Sunday, June 27, 2010

The Way Social Networking Should Be

People seem to think that I'm against social networking, which is a ludicrous idea. I'm against many of the poorly implemented features the current incarnations. Facebook does a few things right, but its original focus, business networking, has been overshadowing by drama llama and school cliques.

I know a number of people who use Facebook professionally, for a number of professional means, but even their ratios of business-related content to personal content are still somewhat startling.

Now I recently joined LinkedIn and Meetup, and I'm measurably impressed. They have their flaws as well, but not in the same number as Facebook and Myspace. LinkedIn focuses on business events, informing people and networking people in similar areas. Meetup is focused around setting up in-person events between people who have joined local groups.

Since LinkedIn is well covered on a number of other blogs, I will discuss Meetup. I have gotten involved in a local photographic group and though I did not RSVP to the first events, I have finally gotten the chance to go out and get involved in one of these events. After a casual introduction to strangers I'd never met in the field, we went on our way, taking photographs and speaking about the industry.

I suddenly realized that this is what I always wanted Social Networking to be about. Using technology to set up real, live, human interactions more easily. After all, business networks are built from the people we know, and if my first experience is any sign, Meetup is a very fast way to branch out and expand your network.

Monday, June 21, 2010

Social Networks & Google Stalking

Companies are known to Google Stalk prospective employees to learn more about them prior to even contacting them. When someone is in the marketing business, Google is important due to Pageranks for clients. However, it is also important to think about the pageranks for oneself.

Nearly everything you have put online stays online in one form or another whether you delete it or not. Even if it is removed from every server, including the internet archives, there is no telling how many times that information has been duplicated, and if it is stored on personal hard drives. This is one of the most important differences between information, a still grossly misunderstood phenomenon.

Information is not like products, which are purchased pristine and deprecate over time. A physical chair is finite, limited, and easily counted. You generally don't have a half a chair, and although two people can 'share a chair' by sitting on it, that chair cannot be in two different houses at two different times. Information is also not like services. Services generally have a duration or an expiration date of some sort, and usually involve tickets. Public transportation, air plane tickets, concerts, but can also simply involve personnel. A massage is a service, and usually lasts a given period of time. A rollercoaster is a service, as are the whack-a-mole games and similar competitive games where one can win a product. Though there are often also products for sale in a rollercoaster park, and one may receive physical articles such as a map and a guide that reminds them of the park, we can all agree that you would not consider that to be what you're paying for. You're paying for an experience, and you'd be pretty upset if you paid to get into Disneyland and were handed some brochures and were told that at the end of the day, you would just be walking away with that anyways.

---

◆ **PARTS OF THE EXERCISE**
[A] Please rewrite the paragraph in the social networking post that begins "Now I recently joined LinkedIn and Meetup" more briefly, keeping its main facts.
[B] How many lines of the records contain the string "stadium"? Case counts, and the reply should be the number alone.

---

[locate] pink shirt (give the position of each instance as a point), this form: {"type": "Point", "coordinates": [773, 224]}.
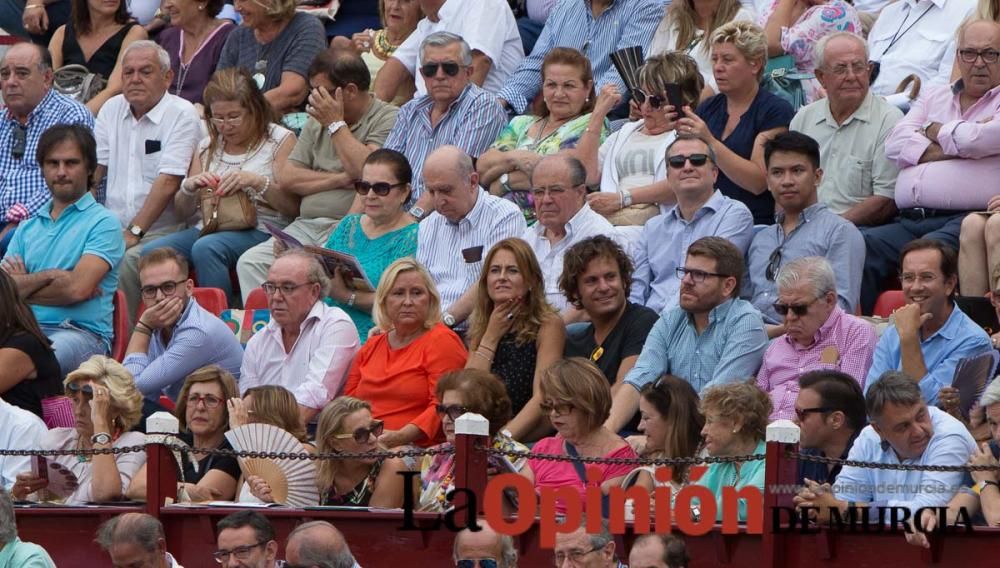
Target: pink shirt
{"type": "Point", "coordinates": [563, 474]}
{"type": "Point", "coordinates": [972, 136]}
{"type": "Point", "coordinates": [316, 367]}
{"type": "Point", "coordinates": [785, 360]}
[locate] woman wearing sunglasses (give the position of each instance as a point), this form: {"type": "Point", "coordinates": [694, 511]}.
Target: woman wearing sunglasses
{"type": "Point", "coordinates": [567, 100]}
{"type": "Point", "coordinates": [204, 419]}
{"type": "Point", "coordinates": [243, 152]}
{"type": "Point", "coordinates": [459, 392]}
{"type": "Point", "coordinates": [106, 406]}
{"type": "Point", "coordinates": [630, 165]}
{"type": "Point", "coordinates": [346, 426]}
{"type": "Point", "coordinates": [377, 237]}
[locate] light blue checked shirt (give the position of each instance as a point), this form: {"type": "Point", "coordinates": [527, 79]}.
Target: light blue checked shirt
{"type": "Point", "coordinates": [472, 123]}
{"type": "Point", "coordinates": [21, 180]}
{"type": "Point", "coordinates": [729, 350]}
{"type": "Point", "coordinates": [626, 23]}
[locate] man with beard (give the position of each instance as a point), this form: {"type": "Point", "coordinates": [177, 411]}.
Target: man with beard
{"type": "Point", "coordinates": [711, 338]}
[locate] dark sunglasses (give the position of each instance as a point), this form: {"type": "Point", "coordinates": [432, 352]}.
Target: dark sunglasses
{"type": "Point", "coordinates": [697, 160]}
{"type": "Point", "coordinates": [380, 188]}
{"type": "Point", "coordinates": [430, 69]}
{"type": "Point", "coordinates": [361, 435]}
{"type": "Point", "coordinates": [74, 388]}
{"type": "Point", "coordinates": [452, 411]}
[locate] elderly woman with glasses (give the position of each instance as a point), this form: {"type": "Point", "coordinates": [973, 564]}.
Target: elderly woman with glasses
{"type": "Point", "coordinates": [459, 392]}
{"type": "Point", "coordinates": [346, 426]}
{"type": "Point", "coordinates": [106, 406]}
{"type": "Point", "coordinates": [577, 398]}
{"type": "Point", "coordinates": [204, 419]}
{"type": "Point", "coordinates": [244, 152]}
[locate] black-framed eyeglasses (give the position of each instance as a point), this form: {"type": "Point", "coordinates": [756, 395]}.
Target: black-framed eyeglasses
{"type": "Point", "coordinates": [452, 411]}
{"type": "Point", "coordinates": [698, 276]}
{"type": "Point", "coordinates": [73, 389]}
{"type": "Point", "coordinates": [381, 188]}
{"type": "Point", "coordinates": [655, 101]}
{"type": "Point", "coordinates": [450, 68]}
{"type": "Point", "coordinates": [240, 552]}
{"type": "Point", "coordinates": [361, 435]}
{"type": "Point", "coordinates": [801, 413]}
{"type": "Point", "coordinates": [168, 288]}
{"type": "Point", "coordinates": [270, 287]}
{"type": "Point", "coordinates": [697, 160]}
{"type": "Point", "coordinates": [971, 55]}
{"type": "Point", "coordinates": [797, 309]}
{"type": "Point", "coordinates": [480, 563]}
{"type": "Point", "coordinates": [19, 141]}
{"type": "Point", "coordinates": [773, 264]}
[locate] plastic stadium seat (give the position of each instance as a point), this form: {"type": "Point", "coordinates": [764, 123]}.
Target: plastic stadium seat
{"type": "Point", "coordinates": [888, 301]}
{"type": "Point", "coordinates": [257, 300]}
{"type": "Point", "coordinates": [119, 324]}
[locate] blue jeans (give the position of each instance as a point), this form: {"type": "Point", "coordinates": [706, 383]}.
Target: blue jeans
{"type": "Point", "coordinates": [74, 345]}
{"type": "Point", "coordinates": [213, 255]}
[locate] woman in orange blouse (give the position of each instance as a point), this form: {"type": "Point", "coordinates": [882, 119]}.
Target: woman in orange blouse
{"type": "Point", "coordinates": [397, 371]}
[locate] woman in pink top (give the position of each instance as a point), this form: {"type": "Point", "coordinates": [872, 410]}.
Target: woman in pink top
{"type": "Point", "coordinates": [577, 399]}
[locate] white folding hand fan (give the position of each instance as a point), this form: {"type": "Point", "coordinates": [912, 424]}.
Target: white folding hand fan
{"type": "Point", "coordinates": [292, 481]}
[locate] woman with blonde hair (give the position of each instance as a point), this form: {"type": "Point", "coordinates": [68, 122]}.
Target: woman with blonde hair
{"type": "Point", "coordinates": [106, 405]}
{"type": "Point", "coordinates": [514, 332]}
{"type": "Point", "coordinates": [346, 425]}
{"type": "Point", "coordinates": [244, 152]}
{"type": "Point", "coordinates": [397, 370]}
{"type": "Point", "coordinates": [741, 118]}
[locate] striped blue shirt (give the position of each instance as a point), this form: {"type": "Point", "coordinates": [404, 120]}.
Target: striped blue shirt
{"type": "Point", "coordinates": [626, 23]}
{"type": "Point", "coordinates": [440, 243]}
{"type": "Point", "coordinates": [21, 180]}
{"type": "Point", "coordinates": [472, 123]}
{"type": "Point", "coordinates": [729, 350]}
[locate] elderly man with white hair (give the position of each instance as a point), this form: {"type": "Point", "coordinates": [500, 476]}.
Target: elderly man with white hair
{"type": "Point", "coordinates": [145, 139]}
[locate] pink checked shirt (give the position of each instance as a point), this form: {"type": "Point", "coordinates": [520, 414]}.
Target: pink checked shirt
{"type": "Point", "coordinates": [785, 360]}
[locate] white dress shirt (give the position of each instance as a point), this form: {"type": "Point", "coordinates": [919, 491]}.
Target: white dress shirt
{"type": "Point", "coordinates": [136, 152]}
{"type": "Point", "coordinates": [19, 430]}
{"type": "Point", "coordinates": [316, 367]}
{"type": "Point", "coordinates": [488, 26]}
{"type": "Point", "coordinates": [585, 224]}
{"type": "Point", "coordinates": [453, 252]}
{"type": "Point", "coordinates": [924, 32]}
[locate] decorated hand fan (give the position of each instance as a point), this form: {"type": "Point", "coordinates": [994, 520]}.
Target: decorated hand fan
{"type": "Point", "coordinates": [627, 61]}
{"type": "Point", "coordinates": [292, 481]}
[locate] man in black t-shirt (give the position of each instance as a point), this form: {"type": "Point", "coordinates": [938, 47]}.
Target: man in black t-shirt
{"type": "Point", "coordinates": [596, 278]}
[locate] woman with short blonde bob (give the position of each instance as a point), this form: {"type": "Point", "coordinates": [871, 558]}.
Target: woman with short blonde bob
{"type": "Point", "coordinates": [577, 398]}
{"type": "Point", "coordinates": [397, 371]}
{"type": "Point", "coordinates": [346, 425]}
{"type": "Point", "coordinates": [515, 333]}
{"type": "Point", "coordinates": [106, 405]}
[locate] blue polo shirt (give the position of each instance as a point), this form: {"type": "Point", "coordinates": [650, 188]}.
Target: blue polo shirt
{"type": "Point", "coordinates": [85, 227]}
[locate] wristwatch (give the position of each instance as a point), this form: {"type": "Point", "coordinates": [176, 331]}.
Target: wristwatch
{"type": "Point", "coordinates": [335, 126]}
{"type": "Point", "coordinates": [136, 230]}
{"type": "Point", "coordinates": [100, 438]}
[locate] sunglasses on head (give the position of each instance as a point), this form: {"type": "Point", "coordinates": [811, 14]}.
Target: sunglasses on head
{"type": "Point", "coordinates": [361, 435]}
{"type": "Point", "coordinates": [697, 160]}
{"type": "Point", "coordinates": [452, 411]}
{"type": "Point", "coordinates": [450, 68]}
{"type": "Point", "coordinates": [380, 188]}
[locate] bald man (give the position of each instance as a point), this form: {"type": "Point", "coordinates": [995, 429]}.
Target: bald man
{"type": "Point", "coordinates": [467, 222]}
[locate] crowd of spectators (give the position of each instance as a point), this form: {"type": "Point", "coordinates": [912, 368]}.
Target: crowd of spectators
{"type": "Point", "coordinates": [443, 218]}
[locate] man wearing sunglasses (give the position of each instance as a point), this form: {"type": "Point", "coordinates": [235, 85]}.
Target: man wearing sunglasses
{"type": "Point", "coordinates": [485, 548]}
{"type": "Point", "coordinates": [804, 227]}
{"type": "Point", "coordinates": [32, 107]}
{"type": "Point", "coordinates": [346, 125]}
{"type": "Point", "coordinates": [818, 334]}
{"type": "Point", "coordinates": [455, 111]}
{"type": "Point", "coordinates": [701, 211]}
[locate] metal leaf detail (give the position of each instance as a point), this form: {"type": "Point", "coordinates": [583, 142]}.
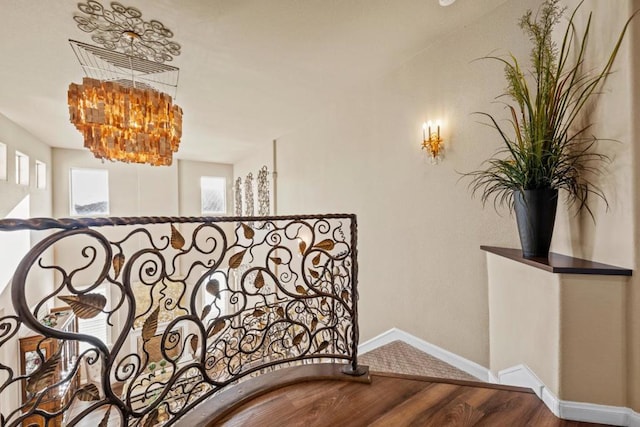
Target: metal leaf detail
{"type": "Point", "coordinates": [205, 311]}
{"type": "Point", "coordinates": [152, 418]}
{"type": "Point", "coordinates": [236, 260]}
{"type": "Point", "coordinates": [44, 376]}
{"type": "Point", "coordinates": [344, 295]}
{"type": "Point", "coordinates": [326, 245]}
{"type": "Point", "coordinates": [213, 287]}
{"type": "Point", "coordinates": [259, 282]}
{"type": "Point", "coordinates": [105, 419]}
{"type": "Point", "coordinates": [298, 338]}
{"type": "Point", "coordinates": [88, 393]}
{"type": "Point", "coordinates": [194, 343]}
{"type": "Point", "coordinates": [118, 262]}
{"type": "Point", "coordinates": [177, 241]}
{"type": "Point", "coordinates": [150, 325]}
{"type": "Point", "coordinates": [316, 260]}
{"type": "Point", "coordinates": [85, 306]}
{"type": "Point", "coordinates": [323, 346]}
{"type": "Point", "coordinates": [217, 327]}
{"type": "Point", "coordinates": [248, 231]}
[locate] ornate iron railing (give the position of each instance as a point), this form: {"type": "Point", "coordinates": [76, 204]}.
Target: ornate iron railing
{"type": "Point", "coordinates": [191, 305]}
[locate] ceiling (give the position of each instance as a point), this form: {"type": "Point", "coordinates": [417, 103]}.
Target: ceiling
{"type": "Point", "coordinates": [250, 70]}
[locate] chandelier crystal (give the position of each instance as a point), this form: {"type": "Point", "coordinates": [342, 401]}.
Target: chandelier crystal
{"type": "Point", "coordinates": [128, 124]}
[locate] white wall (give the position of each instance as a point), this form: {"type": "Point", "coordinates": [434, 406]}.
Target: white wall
{"type": "Point", "coordinates": [20, 201]}
{"type": "Point", "coordinates": [421, 268]}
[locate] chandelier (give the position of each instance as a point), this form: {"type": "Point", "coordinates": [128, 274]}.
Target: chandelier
{"type": "Point", "coordinates": [128, 124]}
{"type": "Point", "coordinates": [118, 108]}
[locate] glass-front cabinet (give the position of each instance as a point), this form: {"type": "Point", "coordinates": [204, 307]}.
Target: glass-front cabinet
{"type": "Point", "coordinates": [45, 362]}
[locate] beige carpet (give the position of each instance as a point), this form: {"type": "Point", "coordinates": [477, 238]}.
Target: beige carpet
{"type": "Point", "coordinates": [401, 358]}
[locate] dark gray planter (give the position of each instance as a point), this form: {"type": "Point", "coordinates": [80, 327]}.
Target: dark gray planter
{"type": "Point", "coordinates": [536, 216]}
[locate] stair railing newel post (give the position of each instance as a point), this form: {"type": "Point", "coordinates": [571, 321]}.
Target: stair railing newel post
{"type": "Point", "coordinates": [354, 369]}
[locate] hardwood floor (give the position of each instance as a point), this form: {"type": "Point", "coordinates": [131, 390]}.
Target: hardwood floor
{"type": "Point", "coordinates": [395, 400]}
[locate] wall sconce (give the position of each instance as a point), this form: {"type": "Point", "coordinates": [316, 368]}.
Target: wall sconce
{"type": "Point", "coordinates": [432, 142]}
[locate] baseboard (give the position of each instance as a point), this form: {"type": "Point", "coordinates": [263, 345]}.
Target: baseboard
{"type": "Point", "coordinates": [521, 375]}
{"type": "Point", "coordinates": [459, 362]}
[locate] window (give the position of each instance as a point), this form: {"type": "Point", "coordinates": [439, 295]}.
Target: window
{"type": "Point", "coordinates": [22, 168]}
{"type": "Point", "coordinates": [213, 195]}
{"type": "Point", "coordinates": [41, 175]}
{"type": "Point", "coordinates": [96, 326]}
{"type": "Point", "coordinates": [3, 162]}
{"type": "Point", "coordinates": [89, 192]}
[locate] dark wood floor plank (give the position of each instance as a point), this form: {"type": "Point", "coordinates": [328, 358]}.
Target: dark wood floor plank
{"type": "Point", "coordinates": [395, 401]}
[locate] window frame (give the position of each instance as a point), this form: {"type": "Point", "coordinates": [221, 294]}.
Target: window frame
{"type": "Point", "coordinates": [224, 195]}
{"type": "Point", "coordinates": [72, 211]}
{"type": "Point", "coordinates": [22, 168]}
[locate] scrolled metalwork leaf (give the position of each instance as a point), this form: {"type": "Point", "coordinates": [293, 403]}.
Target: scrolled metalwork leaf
{"type": "Point", "coordinates": [105, 420]}
{"type": "Point", "coordinates": [298, 338]}
{"type": "Point", "coordinates": [344, 295]}
{"type": "Point", "coordinates": [205, 311]}
{"type": "Point", "coordinates": [248, 231]}
{"type": "Point", "coordinates": [118, 262]}
{"type": "Point", "coordinates": [85, 306]}
{"type": "Point", "coordinates": [88, 393]}
{"type": "Point", "coordinates": [194, 343]}
{"type": "Point", "coordinates": [217, 327]}
{"type": "Point", "coordinates": [177, 240]}
{"type": "Point", "coordinates": [276, 260]}
{"type": "Point", "coordinates": [323, 346]}
{"type": "Point", "coordinates": [213, 287]}
{"type": "Point", "coordinates": [259, 280]}
{"type": "Point", "coordinates": [45, 375]}
{"type": "Point", "coordinates": [150, 325]}
{"type": "Point", "coordinates": [152, 419]}
{"type": "Point", "coordinates": [326, 245]}
{"type": "Point", "coordinates": [236, 260]}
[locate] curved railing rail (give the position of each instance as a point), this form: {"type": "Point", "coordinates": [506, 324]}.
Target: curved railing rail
{"type": "Point", "coordinates": [188, 305]}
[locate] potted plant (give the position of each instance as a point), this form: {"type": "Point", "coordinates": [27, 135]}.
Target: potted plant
{"type": "Point", "coordinates": [547, 145]}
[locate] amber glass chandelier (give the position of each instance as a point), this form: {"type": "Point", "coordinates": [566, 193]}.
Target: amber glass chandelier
{"type": "Point", "coordinates": [128, 124]}
{"type": "Point", "coordinates": [122, 107]}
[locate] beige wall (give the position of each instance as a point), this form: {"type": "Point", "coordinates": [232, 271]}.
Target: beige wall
{"type": "Point", "coordinates": [569, 329]}
{"type": "Point", "coordinates": [633, 295]}
{"type": "Point", "coordinates": [417, 223]}
{"type": "Point", "coordinates": [13, 249]}
{"type": "Point", "coordinates": [421, 268]}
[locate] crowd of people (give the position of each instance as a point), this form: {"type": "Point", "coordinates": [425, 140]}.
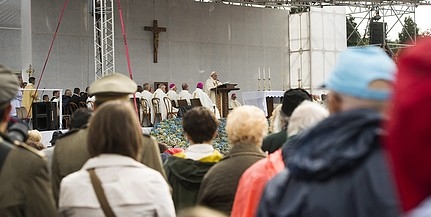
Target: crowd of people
{"type": "Point", "coordinates": [364, 154]}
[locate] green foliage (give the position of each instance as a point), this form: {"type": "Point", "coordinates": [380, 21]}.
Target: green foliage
{"type": "Point", "coordinates": [409, 32]}
{"type": "Point", "coordinates": [352, 34]}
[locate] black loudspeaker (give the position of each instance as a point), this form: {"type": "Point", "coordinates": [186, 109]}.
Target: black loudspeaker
{"type": "Point", "coordinates": [377, 32]}
{"type": "Point", "coordinates": [45, 116]}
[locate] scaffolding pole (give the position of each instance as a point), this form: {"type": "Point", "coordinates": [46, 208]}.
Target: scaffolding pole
{"type": "Point", "coordinates": [104, 53]}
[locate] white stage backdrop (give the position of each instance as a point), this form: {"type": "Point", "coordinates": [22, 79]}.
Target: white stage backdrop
{"type": "Point", "coordinates": [200, 37]}
{"type": "Point", "coordinates": [316, 37]}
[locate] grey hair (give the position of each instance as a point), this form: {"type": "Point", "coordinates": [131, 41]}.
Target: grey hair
{"type": "Point", "coordinates": [305, 116]}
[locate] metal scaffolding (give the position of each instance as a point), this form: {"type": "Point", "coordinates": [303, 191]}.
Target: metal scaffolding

---

◆ **THE SOLUTIONS**
[A] After recently joining LinkedIn and Meetup, the writer is measurably impressed. Both have flaws, but fewer than Facebook and Myspace. LinkedIn centers on business events, informing people, and connecting people in similar areas. Meetup sets up in-person events among people who have joined local groups.

[B] 2